Collected data entries
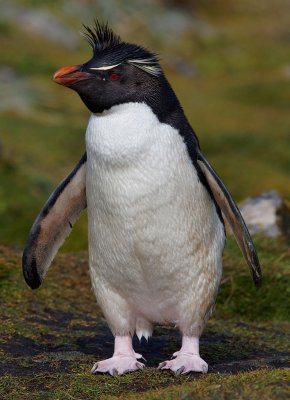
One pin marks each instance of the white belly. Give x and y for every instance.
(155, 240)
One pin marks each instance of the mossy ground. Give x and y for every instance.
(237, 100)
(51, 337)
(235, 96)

...

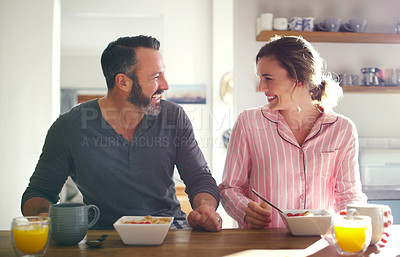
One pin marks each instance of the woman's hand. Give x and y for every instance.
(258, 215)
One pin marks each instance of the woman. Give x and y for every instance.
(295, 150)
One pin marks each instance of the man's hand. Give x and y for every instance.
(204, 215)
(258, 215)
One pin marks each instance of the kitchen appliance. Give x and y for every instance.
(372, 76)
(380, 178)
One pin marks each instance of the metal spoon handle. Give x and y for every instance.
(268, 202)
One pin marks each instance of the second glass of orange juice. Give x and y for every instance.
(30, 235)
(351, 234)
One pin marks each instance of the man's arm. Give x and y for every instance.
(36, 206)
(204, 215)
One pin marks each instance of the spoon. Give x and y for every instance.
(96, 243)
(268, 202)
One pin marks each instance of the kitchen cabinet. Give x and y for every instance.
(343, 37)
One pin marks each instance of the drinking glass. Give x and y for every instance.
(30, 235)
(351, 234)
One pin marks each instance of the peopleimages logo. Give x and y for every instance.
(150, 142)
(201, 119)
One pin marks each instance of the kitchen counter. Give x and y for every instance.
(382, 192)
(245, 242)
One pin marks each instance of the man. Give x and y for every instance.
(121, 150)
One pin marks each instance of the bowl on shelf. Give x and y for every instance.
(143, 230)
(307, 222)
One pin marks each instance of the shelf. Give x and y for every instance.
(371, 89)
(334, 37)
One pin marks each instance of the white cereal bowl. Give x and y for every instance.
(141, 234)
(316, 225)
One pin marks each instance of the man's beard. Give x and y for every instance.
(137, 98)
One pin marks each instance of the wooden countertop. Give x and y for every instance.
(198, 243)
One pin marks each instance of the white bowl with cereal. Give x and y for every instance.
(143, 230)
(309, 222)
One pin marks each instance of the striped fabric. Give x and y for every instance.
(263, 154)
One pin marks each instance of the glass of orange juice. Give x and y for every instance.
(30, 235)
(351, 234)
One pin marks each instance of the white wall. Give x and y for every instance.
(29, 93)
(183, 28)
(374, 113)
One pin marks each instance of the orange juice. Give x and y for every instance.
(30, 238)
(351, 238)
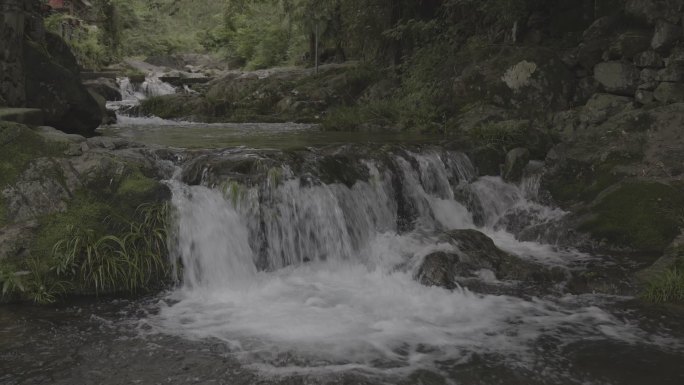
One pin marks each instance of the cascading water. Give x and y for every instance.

---

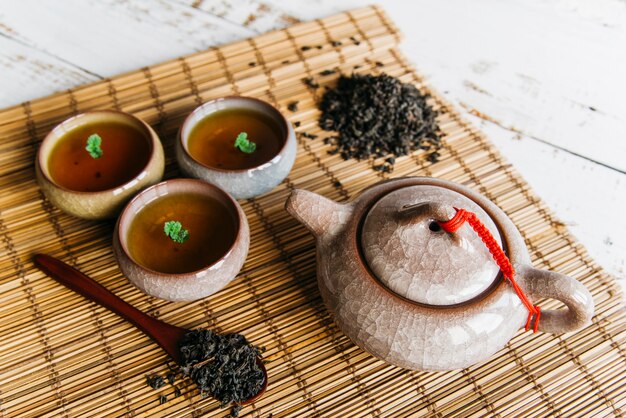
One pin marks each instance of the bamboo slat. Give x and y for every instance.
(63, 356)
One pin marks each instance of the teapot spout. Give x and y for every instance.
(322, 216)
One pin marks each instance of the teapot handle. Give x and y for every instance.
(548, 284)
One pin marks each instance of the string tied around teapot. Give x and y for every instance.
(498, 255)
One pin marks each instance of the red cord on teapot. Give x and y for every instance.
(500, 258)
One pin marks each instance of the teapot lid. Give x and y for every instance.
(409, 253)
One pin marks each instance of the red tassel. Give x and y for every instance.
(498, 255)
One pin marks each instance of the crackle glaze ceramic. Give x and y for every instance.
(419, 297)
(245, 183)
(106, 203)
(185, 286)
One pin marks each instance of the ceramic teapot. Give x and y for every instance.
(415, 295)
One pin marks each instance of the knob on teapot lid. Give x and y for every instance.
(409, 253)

WHAT YOU WILL DO: Count the lines in the entries above that contain the word "ceramic", and state only the number.

WRITTEN RESPONSE: 2